**What to produce**
Copy every line, leaving nothing out and adding nothing.

+++ Information provided +++

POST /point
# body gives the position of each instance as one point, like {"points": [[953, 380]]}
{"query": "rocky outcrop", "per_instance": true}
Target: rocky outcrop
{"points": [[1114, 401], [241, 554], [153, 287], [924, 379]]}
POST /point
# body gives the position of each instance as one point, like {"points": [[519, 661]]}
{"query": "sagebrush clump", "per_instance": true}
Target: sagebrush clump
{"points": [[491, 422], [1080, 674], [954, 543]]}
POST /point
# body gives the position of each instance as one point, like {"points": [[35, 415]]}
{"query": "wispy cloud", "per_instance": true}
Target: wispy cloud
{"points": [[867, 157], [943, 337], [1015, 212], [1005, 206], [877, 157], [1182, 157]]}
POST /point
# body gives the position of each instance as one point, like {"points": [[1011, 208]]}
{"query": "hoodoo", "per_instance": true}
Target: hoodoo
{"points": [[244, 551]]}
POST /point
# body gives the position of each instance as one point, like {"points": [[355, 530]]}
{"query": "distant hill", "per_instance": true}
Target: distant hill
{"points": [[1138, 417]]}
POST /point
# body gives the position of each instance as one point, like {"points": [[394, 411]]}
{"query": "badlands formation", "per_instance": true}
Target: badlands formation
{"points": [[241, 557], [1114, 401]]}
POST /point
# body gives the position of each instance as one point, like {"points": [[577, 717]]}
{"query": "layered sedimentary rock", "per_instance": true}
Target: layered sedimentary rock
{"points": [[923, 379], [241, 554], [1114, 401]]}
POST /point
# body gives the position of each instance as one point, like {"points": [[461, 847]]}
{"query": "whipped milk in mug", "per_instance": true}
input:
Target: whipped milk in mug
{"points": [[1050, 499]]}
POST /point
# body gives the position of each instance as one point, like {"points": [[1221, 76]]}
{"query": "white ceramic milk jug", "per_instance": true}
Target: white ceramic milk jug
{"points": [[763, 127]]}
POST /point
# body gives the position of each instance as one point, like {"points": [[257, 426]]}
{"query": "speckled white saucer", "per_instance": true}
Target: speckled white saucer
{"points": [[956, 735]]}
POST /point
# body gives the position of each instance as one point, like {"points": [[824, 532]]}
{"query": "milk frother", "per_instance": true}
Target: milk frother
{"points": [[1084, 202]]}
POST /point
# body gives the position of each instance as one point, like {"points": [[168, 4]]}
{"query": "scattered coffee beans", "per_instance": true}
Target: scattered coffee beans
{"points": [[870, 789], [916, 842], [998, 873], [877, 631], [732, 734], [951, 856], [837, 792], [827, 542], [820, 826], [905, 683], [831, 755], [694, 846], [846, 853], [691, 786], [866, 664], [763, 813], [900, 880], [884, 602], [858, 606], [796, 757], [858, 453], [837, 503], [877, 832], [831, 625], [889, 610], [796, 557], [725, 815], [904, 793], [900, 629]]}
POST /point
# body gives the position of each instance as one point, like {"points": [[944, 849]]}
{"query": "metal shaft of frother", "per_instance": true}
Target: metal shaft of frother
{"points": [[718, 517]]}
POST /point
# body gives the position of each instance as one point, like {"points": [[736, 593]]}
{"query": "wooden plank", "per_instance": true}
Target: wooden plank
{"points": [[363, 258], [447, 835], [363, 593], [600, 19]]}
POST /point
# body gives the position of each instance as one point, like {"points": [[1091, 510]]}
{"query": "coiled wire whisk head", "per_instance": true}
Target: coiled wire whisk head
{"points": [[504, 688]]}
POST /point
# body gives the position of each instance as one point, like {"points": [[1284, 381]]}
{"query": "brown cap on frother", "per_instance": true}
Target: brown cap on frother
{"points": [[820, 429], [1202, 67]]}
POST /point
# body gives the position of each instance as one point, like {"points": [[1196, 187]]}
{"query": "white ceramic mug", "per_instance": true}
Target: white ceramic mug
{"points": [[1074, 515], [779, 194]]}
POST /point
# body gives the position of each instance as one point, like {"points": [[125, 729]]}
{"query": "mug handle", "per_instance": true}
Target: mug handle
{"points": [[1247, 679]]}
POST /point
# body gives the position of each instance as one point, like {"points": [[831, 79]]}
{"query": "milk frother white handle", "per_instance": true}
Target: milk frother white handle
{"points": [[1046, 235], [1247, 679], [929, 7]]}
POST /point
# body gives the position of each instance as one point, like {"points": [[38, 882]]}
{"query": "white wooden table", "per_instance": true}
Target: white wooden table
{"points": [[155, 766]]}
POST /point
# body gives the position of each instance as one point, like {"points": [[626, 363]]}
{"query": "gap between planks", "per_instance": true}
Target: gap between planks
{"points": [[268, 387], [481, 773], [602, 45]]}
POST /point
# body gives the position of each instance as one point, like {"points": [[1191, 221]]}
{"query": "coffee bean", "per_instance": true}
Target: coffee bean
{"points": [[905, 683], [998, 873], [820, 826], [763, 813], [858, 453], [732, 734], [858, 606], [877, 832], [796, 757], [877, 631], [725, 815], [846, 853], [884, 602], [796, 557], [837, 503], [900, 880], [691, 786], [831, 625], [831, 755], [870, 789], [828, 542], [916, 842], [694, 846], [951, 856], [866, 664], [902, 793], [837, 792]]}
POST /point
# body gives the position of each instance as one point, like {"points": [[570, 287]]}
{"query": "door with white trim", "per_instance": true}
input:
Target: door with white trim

+++

**Result of the task**
POST /point
# body gives the position of each instance as one point, like {"points": [[953, 380]]}
{"query": "rocky outcrop", "per_instance": true}
Target: rocky outcrop
{"points": [[1114, 401], [241, 554], [153, 287], [924, 379]]}
POST /point
# body gives the position of each instance as one point, like {"points": [[519, 661]]}
{"query": "sagebrush clump", "per_instance": true}
Target: sagebrush clump
{"points": [[491, 422], [1080, 674], [954, 543]]}
POST /point
# body gives the position of each instance as one point, like {"points": [[35, 415]]}
{"query": "wispy cloud", "per_instance": true}
Target: wispy cloud
{"points": [[867, 157], [943, 337], [1015, 212], [1005, 206], [877, 157], [1182, 157]]}
POST /point
# body gives the position of each instance as one point, like {"points": [[1011, 208]]}
{"query": "hoodoo", "per_instance": true}
Target: hoodoo
{"points": [[244, 551]]}
POST /point
# body gives the position of each instance as one point, like {"points": [[355, 530]]}
{"query": "distant hill", "per_instance": true}
Target: distant hill
{"points": [[1138, 417]]}
POST /point
# body gives the position of each instance as one point, like {"points": [[394, 411]]}
{"query": "badlands formation", "per_instance": true}
Target: badlands formation
{"points": [[241, 557], [1114, 401]]}
POST /point
# body gives the position of each instance as one point, like {"points": [[577, 717]]}
{"query": "layered sedimentary rock", "per_instance": true}
Target: layered sedimentary rock
{"points": [[923, 379], [241, 554], [1114, 401]]}
POST /point
# body gives the position of each instance as one point, like {"points": [[461, 847]]}
{"query": "whipped milk in mug", "per_instance": true}
input:
Target: whipped milk in mug
{"points": [[1050, 499]]}
POST /point
# body gives the position of each instance as one point, like {"points": [[1221, 76]]}
{"query": "white ceramic milk jug", "per_instance": true}
Target: white ceramic milk jug
{"points": [[763, 127]]}
POST /point
# body gives the position of each instance as one point, like {"points": [[257, 426]]}
{"query": "speckled white saucer", "per_instance": true}
Target: speckled white saucer
{"points": [[956, 735]]}
POST /point
# body gives the position of each instance as one point, like {"points": [[824, 532]]}
{"query": "milk frother", "per_instance": true}
Target: milk frother
{"points": [[1084, 202]]}
POST /point
# body gives the position of each instance as one point, like {"points": [[168, 4]]}
{"query": "scattered coffee beans", "per_instance": true}
Target: scattered coffee beans
{"points": [[870, 789], [916, 842], [998, 873], [877, 631], [732, 734], [951, 856], [837, 792], [827, 542], [820, 826], [905, 683], [831, 755], [694, 846], [846, 853], [691, 786], [866, 664], [763, 813], [900, 880], [884, 602], [858, 606], [796, 757], [858, 453], [837, 503], [877, 832], [831, 625], [889, 610], [796, 557], [725, 815], [904, 793], [900, 629]]}
POST /point
# body gives the position of each instance as one point, like {"points": [[944, 849]]}
{"query": "metal shaft of frother", "per_instance": true}
Target: metal shaft of frother
{"points": [[718, 517]]}
POST /point
# body gives the position of each instance as one point, like {"points": [[736, 593]]}
{"query": "wooden plank", "per_instance": true}
Target: wooden plank
{"points": [[363, 258], [447, 835], [363, 593], [600, 19]]}
POST /point
# body gives the position of each instance as one point, like {"points": [[1091, 510]]}
{"query": "coiled wire whisk head", "per_instance": true}
Target: coiled wire whisk head
{"points": [[504, 688]]}
POST /point
# body gives the position of each instance as one point, like {"points": [[1284, 381]]}
{"query": "brown cap on frother", "per_instance": true}
Target: brown cap on frother
{"points": [[820, 429], [1202, 67]]}
POST /point
# body gives the position of each instance as one point, like {"points": [[1196, 187]]}
{"query": "white ceramic mug", "per_instance": true}
Target: white ceramic mug
{"points": [[1074, 515], [779, 194]]}
POST /point
# body gives the position of each instance as one point, like {"points": [[125, 729]]}
{"query": "mug handle", "per_instance": true}
Target: mug handle
{"points": [[1247, 679]]}
POST /point
# body gives the position of each instance as one point, like {"points": [[831, 79]]}
{"query": "milk frother white handle", "per_instance": true}
Target: milk frother white handle
{"points": [[1046, 235], [1247, 679], [929, 7]]}
POST /point
# body gives the position of each instance as one point, like {"points": [[38, 882]]}
{"query": "white wooden table", "per_instance": true}
Target: white wooden table
{"points": [[155, 766]]}
POST /point
# body gives the position of each instance as one point, like {"points": [[626, 363]]}
{"query": "gap between planks", "per_instance": true}
Target: gap between planks
{"points": [[268, 387], [481, 773], [602, 45]]}
POST /point
# body gives the position of each instance as one point, like {"points": [[1191, 221]]}
{"query": "coffee bean", "per_instance": true}
Target: coffee bean
{"points": [[905, 683], [998, 873], [820, 826], [763, 813], [858, 453], [732, 734], [858, 606], [877, 832], [796, 757], [877, 631], [725, 815], [846, 853], [884, 602], [796, 557], [837, 503], [900, 880], [691, 786], [831, 625], [831, 755], [870, 789], [828, 542], [916, 842], [694, 846], [951, 856], [866, 664], [902, 793], [837, 792]]}
POST /point
# body gives the position of each instance as one point, like {"points": [[570, 287]]}
{"query": "door with white trim", "per_instance": true}
input:
Target: door with white trim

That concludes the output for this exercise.